▶ _WORK TO COMPLETE_:
Rewrite every line of the records below as a JSON list of strings, one string per line. Leave out any blank lines.

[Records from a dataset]
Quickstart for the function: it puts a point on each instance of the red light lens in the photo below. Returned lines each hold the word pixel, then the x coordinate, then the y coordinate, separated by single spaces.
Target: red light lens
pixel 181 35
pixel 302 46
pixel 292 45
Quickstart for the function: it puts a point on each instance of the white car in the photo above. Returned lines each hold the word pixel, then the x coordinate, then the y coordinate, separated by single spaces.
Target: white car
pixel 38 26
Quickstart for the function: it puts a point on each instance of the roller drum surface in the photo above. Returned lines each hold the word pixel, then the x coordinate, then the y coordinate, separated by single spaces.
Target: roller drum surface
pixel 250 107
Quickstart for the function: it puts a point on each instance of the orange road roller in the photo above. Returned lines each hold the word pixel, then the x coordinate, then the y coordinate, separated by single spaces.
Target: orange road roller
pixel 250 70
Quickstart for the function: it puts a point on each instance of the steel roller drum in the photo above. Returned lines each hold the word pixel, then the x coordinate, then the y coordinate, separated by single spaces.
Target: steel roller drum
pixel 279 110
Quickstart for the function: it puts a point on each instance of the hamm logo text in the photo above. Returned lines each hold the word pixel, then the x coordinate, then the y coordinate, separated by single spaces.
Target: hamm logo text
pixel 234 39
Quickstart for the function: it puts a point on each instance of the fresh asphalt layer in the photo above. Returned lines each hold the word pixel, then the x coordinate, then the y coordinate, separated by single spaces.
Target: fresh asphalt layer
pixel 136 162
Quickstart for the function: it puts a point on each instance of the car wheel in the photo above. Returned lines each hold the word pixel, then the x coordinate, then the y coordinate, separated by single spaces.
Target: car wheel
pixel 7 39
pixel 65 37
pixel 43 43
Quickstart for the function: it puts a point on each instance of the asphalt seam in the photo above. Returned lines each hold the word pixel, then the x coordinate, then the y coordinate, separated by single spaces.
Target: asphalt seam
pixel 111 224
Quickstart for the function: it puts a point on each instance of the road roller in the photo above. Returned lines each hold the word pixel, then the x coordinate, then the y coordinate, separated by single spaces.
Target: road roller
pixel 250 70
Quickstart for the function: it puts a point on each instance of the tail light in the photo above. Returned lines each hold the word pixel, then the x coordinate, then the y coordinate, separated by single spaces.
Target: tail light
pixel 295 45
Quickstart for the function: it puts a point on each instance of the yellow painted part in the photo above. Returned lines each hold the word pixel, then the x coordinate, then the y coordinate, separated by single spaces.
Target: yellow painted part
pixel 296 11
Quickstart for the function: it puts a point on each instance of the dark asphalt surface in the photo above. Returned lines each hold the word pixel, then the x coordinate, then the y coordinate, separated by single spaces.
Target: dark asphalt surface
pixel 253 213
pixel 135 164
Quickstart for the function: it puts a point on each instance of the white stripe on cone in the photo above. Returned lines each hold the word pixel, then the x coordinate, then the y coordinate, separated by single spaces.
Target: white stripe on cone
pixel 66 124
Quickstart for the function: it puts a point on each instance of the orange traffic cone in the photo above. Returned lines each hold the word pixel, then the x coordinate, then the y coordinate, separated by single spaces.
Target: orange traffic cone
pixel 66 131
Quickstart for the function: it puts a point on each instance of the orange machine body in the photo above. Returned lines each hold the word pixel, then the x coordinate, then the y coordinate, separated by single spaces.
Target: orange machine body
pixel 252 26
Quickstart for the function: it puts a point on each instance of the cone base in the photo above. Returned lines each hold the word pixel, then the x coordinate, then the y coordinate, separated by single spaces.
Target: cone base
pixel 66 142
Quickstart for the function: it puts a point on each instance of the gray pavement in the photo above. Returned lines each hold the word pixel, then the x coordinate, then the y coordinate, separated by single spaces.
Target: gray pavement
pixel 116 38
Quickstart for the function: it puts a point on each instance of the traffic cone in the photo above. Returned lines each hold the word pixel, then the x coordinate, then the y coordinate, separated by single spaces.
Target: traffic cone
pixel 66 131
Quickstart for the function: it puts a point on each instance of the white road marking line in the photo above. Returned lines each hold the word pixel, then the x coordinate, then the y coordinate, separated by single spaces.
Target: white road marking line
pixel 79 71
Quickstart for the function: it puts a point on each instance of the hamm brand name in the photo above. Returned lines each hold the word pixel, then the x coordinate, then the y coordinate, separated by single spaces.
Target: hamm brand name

▶ _TASK RESULT_:
[
  "Quickstart for the function: it puts a point on each instance of the red light lens in the photo below. Returned lines each hold the word pixel, then the x coordinate, then the y coordinate, separated by single spaces.",
  "Target: red light lens",
  "pixel 181 35",
  "pixel 302 46",
  "pixel 292 45",
  "Quickstart for the function: it puts a point on each instance of the white car in the photo above. Returned lines each hold the word pixel, then the x coordinate, then the y coordinate, separated by single spaces.",
  "Target: white car",
  "pixel 38 26",
  "Quickstart for the function: it puts a point on each instance of the roller drum surface in the photo above. Returned lines each hold the word pixel, then the x coordinate, then the y coordinate, separated by single spaces.",
  "Target: roller drum surface",
  "pixel 250 107",
  "Quickstart for the function: it puts a point on each instance of the orange road roller in the photo above. Returned lines each hold the word pixel, then the x coordinate, then the y coordinate, separated by single spaces.",
  "Target: orange road roller",
  "pixel 250 70",
  "Quickstart for the function: it puts a point on each instance of the steel roller drum in the photo above. Returned lines each hold the word pixel, then the x coordinate, then the y coordinate, separated by single spaces.",
  "Target: steel roller drum",
  "pixel 279 110",
  "Quickstart for the function: it puts a point on each instance of the hamm logo text in the photo above. Returned lines each hold the word pixel, then the x coordinate, then the y coordinate, separated by single spaces.",
  "Target: hamm logo text",
  "pixel 234 39",
  "Quickstart for the function: it puts a point on each instance of the fresh asphalt layer in the photo above. Returned lines each hold the word pixel, then the x coordinate, then the y coordinate, separated by single spaces.",
  "Target: fresh asphalt layer",
  "pixel 136 162",
  "Quickstart for the function: it puts a point on each instance of the car wheel in the photo above. Returned lines each hold the word pixel, then the x coordinate, then the y coordinate, separated by single spaces.",
  "Target: car wheel",
  "pixel 7 39",
  "pixel 65 37",
  "pixel 43 43",
  "Quickstart for the function: it puts a point on each instance of the asphalt seam in the photo above. Returned lines each hold the word pixel, then the x coordinate, then the y coordinate, separated by single spaces.",
  "Target: asphalt seam",
  "pixel 111 224",
  "Quickstart for the function: it puts a point on each instance of the road roller in the photo above. Returned lines each hold the word pixel, then the x coordinate, then the y coordinate, separated by single spaces.",
  "Target: road roller",
  "pixel 250 70",
  "Quickstart for the function: it puts a point on each instance of the tail light in the photo above. Returned lines each hold the word pixel, then the x coordinate, then the y coordinate, separated by single spaces.",
  "Target: tail light",
  "pixel 295 45",
  "Quickstart for the function: it puts a point on each instance of the yellow painted part in the photo above. Returned lines each hold the word pixel, then the x coordinate, then the y coordinate, separated by single spaces.",
  "Target: yellow painted part",
  "pixel 296 11",
  "Quickstart for the function: it puts a point on each instance of the dark asphalt surface in the photo above. Returned lines each hold the word pixel, then the x coordinate, then the y coordinate, separated by single spaces.",
  "Target: dark asphalt surface",
  "pixel 253 213",
  "pixel 135 164",
  "Quickstart for the function: it puts a point on each instance of the white stripe on cone in the photo above. Returned lines each hold the word pixel, then the x coordinate, then the y coordinate, separated by single spaces.",
  "Target: white stripe on cone",
  "pixel 66 124",
  "Quickstart for the function: it puts a point on each instance of the orange traffic cone in the photo above. Returned lines each hold the word pixel, then the x coordinate, then the y coordinate, separated by single spaces.",
  "Target: orange traffic cone",
  "pixel 66 131",
  "Quickstart for the function: it puts a point on each instance of the orange machine body in the photo above. Returned lines each hold the word pixel, then the x coordinate, then the y coordinate, separated by single spaces.",
  "Target: orange machine body",
  "pixel 252 26",
  "Quickstart for the function: it puts a point on each instance of the cone base in the photo above. Returned lines each hold the word pixel, then the x coordinate, then the y coordinate, separated by single spaces.",
  "Target: cone base",
  "pixel 66 142",
  "Quickstart for the function: it puts a point on each instance of the gray pavement in the photo above. Returned lines each hold the word pixel, then the x coordinate, then the y coordinate, separated by single spaces.",
  "Target: gray pavement",
  "pixel 116 38",
  "Quickstart for the function: it puts a point on each instance of the traffic cone in the photo above. Returned lines each hold the word pixel, then the x coordinate, then the y coordinate, separated by single spaces.",
  "Target: traffic cone",
  "pixel 66 131",
  "Quickstart for the function: it puts a point on each instance of the white road marking line in the photo above. Returned lines each hold the word pixel, then the x coordinate, then the y coordinate, separated by single spaces.",
  "Target: white road marking line",
  "pixel 79 71",
  "Quickstart for the function: it puts a point on each instance of the hamm brand name in the photo above. Returned lines each hold the word pixel, then the x coordinate, then the y coordinate, separated by single spaces.",
  "Target: hamm brand name"
]